● Text provided
======

The Templeton prize-winners John Polkinghorne and John Barrow argued that the laws of physics seem fine-tuned to allow for the existence of human beings, which is the physics version of intelligent design. The physicist F. Russell Stannard, a member of the Templeton Foundation Board of Trustees, contended that prayers can heal the sick~— not through the placebo effect, which is an established fact, but through the intercession of God. In fact the foundation has supported studies of the effectiveness of so-called intercessory prayer, which have been inconclusive.

One Templeton official made what I felt were inappropriate remarks about the foundation’s expectations of us fellows. She told us that the meeting cost more than $1-million, and in return the foundation wanted us to publish articles touching on science and religion. But when I told her one evening at dinner that~— given all the problems caused by religion throughout human history~— I didn’t want science and religion to be reconciled, and that I hoped humanity would eventually outgrow religion, she replied that she didn’t think someone with those opinions should have accepted a fellowship. So much for an open exchange of views.

Hey Templeton Foundation. Here is what the Bible says:

1. We possess an immaterial soul.
2. All humans are sinful and deserve to go to Hell.
3. Jesus of Nazareth paid for our sins on the cross.
4. Jesus of Nazareth was an immortal child of God.
5. Jesus, Mary, and Mary M. all rose directly into Heaven, leaving no corpses.
6. The teachings of JC are the only way to be “saved” and go to Heaven after death.
7. There is life after death.

======

Pointing records:
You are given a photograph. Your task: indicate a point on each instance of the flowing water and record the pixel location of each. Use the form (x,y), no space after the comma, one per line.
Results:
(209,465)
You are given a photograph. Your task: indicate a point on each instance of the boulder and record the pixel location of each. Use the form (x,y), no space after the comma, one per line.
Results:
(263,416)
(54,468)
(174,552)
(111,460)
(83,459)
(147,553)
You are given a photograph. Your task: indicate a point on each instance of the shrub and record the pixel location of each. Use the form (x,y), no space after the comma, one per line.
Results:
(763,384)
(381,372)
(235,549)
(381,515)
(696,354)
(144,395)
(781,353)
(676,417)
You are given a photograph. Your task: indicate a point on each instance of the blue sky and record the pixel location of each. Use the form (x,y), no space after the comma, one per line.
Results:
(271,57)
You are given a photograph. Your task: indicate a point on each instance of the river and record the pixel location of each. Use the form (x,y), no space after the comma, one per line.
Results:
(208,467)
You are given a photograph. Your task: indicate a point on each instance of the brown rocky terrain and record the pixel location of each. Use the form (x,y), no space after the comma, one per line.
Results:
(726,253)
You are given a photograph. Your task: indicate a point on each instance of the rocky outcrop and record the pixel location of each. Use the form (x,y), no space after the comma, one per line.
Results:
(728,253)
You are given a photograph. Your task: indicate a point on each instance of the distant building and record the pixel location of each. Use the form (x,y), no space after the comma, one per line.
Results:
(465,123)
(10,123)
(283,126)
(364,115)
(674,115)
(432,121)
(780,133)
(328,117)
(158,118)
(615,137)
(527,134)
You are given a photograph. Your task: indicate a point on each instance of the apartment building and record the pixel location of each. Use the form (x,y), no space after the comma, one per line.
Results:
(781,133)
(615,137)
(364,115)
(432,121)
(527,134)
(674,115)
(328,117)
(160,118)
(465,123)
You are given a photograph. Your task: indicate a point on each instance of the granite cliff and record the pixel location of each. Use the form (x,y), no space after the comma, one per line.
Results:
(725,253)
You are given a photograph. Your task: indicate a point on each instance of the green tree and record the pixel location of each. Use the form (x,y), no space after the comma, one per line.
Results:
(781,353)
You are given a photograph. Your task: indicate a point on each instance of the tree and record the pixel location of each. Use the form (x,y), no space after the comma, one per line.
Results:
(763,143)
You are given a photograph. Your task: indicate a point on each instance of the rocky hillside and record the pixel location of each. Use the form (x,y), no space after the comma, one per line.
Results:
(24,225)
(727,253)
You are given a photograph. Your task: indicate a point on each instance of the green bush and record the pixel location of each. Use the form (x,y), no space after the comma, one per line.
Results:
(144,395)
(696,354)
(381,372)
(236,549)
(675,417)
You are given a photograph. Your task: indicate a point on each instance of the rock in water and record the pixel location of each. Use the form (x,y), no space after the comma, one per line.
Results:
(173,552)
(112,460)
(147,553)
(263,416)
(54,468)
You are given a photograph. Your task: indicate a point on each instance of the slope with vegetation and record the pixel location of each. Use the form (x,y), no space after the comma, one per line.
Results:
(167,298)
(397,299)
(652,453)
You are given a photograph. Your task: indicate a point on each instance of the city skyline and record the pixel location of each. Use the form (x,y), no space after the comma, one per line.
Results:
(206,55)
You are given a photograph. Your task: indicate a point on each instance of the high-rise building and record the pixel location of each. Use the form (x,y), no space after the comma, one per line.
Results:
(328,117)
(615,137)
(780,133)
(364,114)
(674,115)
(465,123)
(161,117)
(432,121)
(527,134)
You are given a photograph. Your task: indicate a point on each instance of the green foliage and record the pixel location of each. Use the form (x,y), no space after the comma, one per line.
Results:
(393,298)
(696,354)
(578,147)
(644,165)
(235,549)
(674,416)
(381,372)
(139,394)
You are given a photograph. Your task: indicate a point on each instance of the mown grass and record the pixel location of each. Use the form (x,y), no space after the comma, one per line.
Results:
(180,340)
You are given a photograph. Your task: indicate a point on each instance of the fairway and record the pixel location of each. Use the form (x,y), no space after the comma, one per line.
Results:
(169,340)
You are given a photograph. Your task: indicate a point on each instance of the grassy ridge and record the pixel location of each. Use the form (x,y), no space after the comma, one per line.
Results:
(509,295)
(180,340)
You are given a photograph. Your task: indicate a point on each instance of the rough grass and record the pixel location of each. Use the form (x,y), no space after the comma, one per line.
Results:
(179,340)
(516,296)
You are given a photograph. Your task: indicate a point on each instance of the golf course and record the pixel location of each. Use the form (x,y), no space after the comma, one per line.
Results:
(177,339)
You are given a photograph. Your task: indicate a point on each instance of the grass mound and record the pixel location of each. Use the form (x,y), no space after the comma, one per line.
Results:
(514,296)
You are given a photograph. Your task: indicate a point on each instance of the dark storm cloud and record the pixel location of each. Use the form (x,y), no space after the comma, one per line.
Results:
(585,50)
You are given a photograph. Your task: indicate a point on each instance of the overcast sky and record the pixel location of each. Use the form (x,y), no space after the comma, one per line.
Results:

======

● Exercise prompt
Please list the three people named in the first paragraph of the Templeton Foundation passage above.

● Solution for this task
John Polkinghorne, John Barrow, F. Russell Stannard